##### Recorded information #####

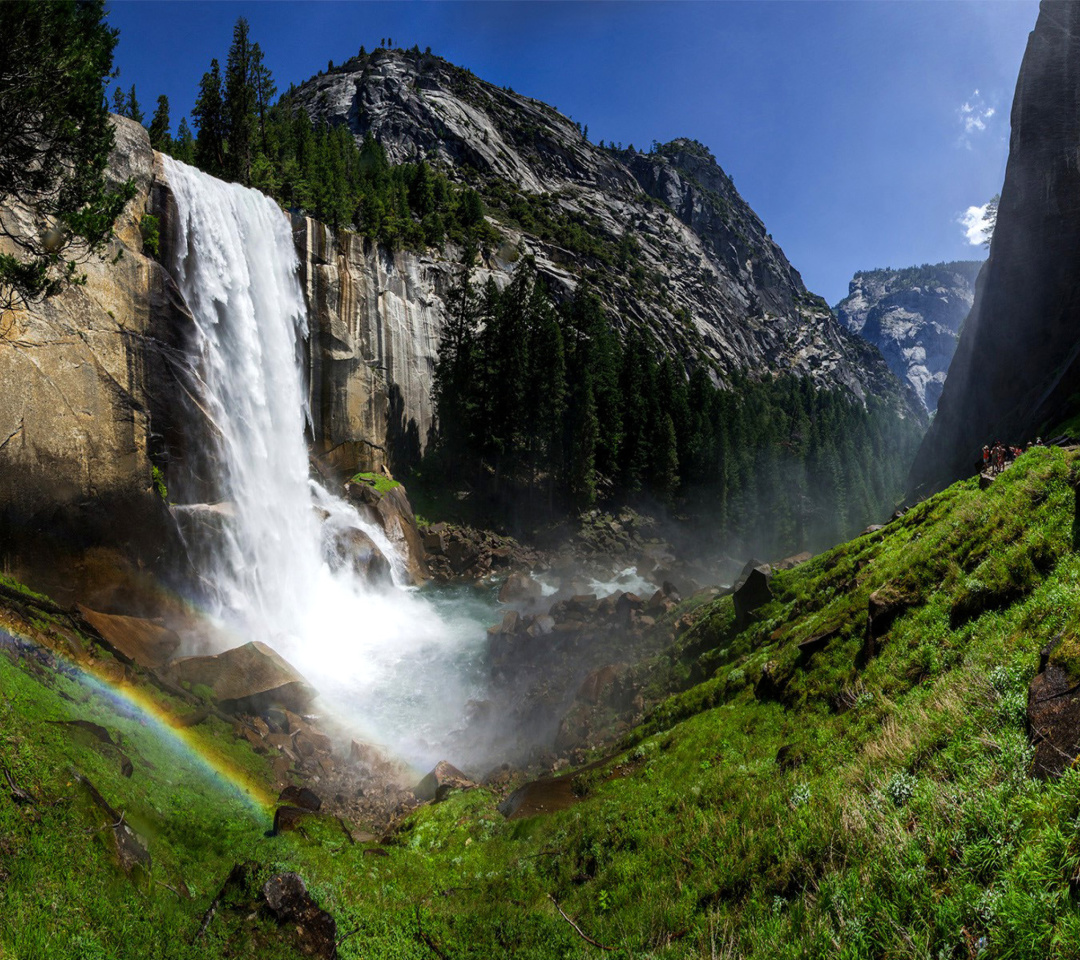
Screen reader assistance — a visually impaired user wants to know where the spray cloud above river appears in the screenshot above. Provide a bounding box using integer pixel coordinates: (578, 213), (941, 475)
(164, 157), (484, 765)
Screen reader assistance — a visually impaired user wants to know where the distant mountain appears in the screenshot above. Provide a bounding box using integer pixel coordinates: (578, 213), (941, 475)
(912, 2), (1080, 491)
(291, 50), (924, 419)
(835, 260), (983, 413)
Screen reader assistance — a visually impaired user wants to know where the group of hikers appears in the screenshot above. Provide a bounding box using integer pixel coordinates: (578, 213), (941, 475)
(983, 436), (1042, 474)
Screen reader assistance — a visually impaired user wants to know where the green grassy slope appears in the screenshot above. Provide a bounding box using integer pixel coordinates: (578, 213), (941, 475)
(0, 449), (1080, 960)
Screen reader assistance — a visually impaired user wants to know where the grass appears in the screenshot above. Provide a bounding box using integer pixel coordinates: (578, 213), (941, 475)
(352, 473), (401, 493)
(0, 449), (1080, 960)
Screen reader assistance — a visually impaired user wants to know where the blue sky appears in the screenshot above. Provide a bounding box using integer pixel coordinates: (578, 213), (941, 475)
(108, 0), (1038, 303)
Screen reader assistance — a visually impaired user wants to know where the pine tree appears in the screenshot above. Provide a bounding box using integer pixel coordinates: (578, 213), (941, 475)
(124, 83), (144, 123)
(224, 16), (256, 185)
(150, 94), (173, 153)
(191, 59), (226, 177)
(251, 43), (278, 153)
(0, 0), (134, 310)
(568, 377), (600, 510)
(173, 117), (195, 164)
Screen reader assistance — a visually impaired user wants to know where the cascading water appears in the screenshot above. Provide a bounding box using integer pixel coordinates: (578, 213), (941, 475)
(164, 157), (484, 765)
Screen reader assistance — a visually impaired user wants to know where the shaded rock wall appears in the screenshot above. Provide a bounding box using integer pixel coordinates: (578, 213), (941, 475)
(0, 118), (184, 582)
(910, 0), (1080, 492)
(293, 217), (454, 476)
(836, 260), (982, 413)
(295, 50), (924, 420)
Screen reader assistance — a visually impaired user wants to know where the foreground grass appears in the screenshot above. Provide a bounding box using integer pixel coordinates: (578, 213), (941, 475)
(6, 449), (1080, 958)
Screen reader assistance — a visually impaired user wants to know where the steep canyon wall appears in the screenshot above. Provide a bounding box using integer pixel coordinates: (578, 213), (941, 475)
(910, 0), (1080, 492)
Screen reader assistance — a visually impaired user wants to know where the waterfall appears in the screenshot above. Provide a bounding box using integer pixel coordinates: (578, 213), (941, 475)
(164, 157), (484, 765)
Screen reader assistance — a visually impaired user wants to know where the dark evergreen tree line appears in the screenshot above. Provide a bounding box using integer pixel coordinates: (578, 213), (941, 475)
(144, 17), (489, 248)
(430, 260), (919, 555)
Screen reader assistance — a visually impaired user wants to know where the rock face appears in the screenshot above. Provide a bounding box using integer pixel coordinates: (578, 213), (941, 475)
(0, 118), (190, 580)
(293, 217), (454, 478)
(836, 260), (983, 414)
(345, 478), (431, 585)
(171, 640), (315, 713)
(296, 44), (922, 418)
(910, 0), (1080, 492)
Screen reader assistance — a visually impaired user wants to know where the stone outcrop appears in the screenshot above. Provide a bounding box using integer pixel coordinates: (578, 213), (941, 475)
(345, 477), (431, 584)
(909, 0), (1080, 493)
(171, 640), (315, 713)
(296, 50), (922, 423)
(1027, 637), (1080, 780)
(79, 605), (180, 670)
(0, 118), (189, 582)
(836, 260), (983, 414)
(293, 217), (454, 478)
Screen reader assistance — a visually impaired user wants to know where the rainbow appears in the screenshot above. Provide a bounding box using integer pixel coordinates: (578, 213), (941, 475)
(0, 624), (276, 819)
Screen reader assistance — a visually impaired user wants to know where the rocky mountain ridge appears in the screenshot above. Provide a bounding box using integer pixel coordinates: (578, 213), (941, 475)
(294, 50), (922, 417)
(835, 260), (982, 413)
(910, 0), (1080, 491)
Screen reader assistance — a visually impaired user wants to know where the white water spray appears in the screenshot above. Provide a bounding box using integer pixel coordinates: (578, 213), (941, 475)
(164, 157), (484, 765)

#####

[Written request]
Could you write out the records again, starting at their beginning and stopping after the line that contains "(983, 436), (1042, 474)"? Keep each request as it is, multiply every coordinate in the answers by 1.8, round to whole numbers with halves going up, and leave out the pictures.

[Full solution]
Screen reader assistance — a visually impaired user wants to know where the spray cloud above river appears in the screenshot above. Provide a bounding box using integer pixel coordinates: (578, 213), (941, 475)
(295, 283), (871, 1377)
Screen reader assistance — a visually impaired user wants to know where the distant mountain appears in the screenshot above. Provide a bounding box using integer pixel coordinates: (578, 213), (941, 475)
(1642, 4), (1944, 884)
(524, 90), (1663, 754)
(1503, 468), (1769, 743)
Screen reader assistance — a visually impaired user wants to know where the group of hikers appears in the screenshot above. Provide a bounding box using integer pixel coordinates: (578, 213), (941, 475)
(1769, 785), (1876, 853)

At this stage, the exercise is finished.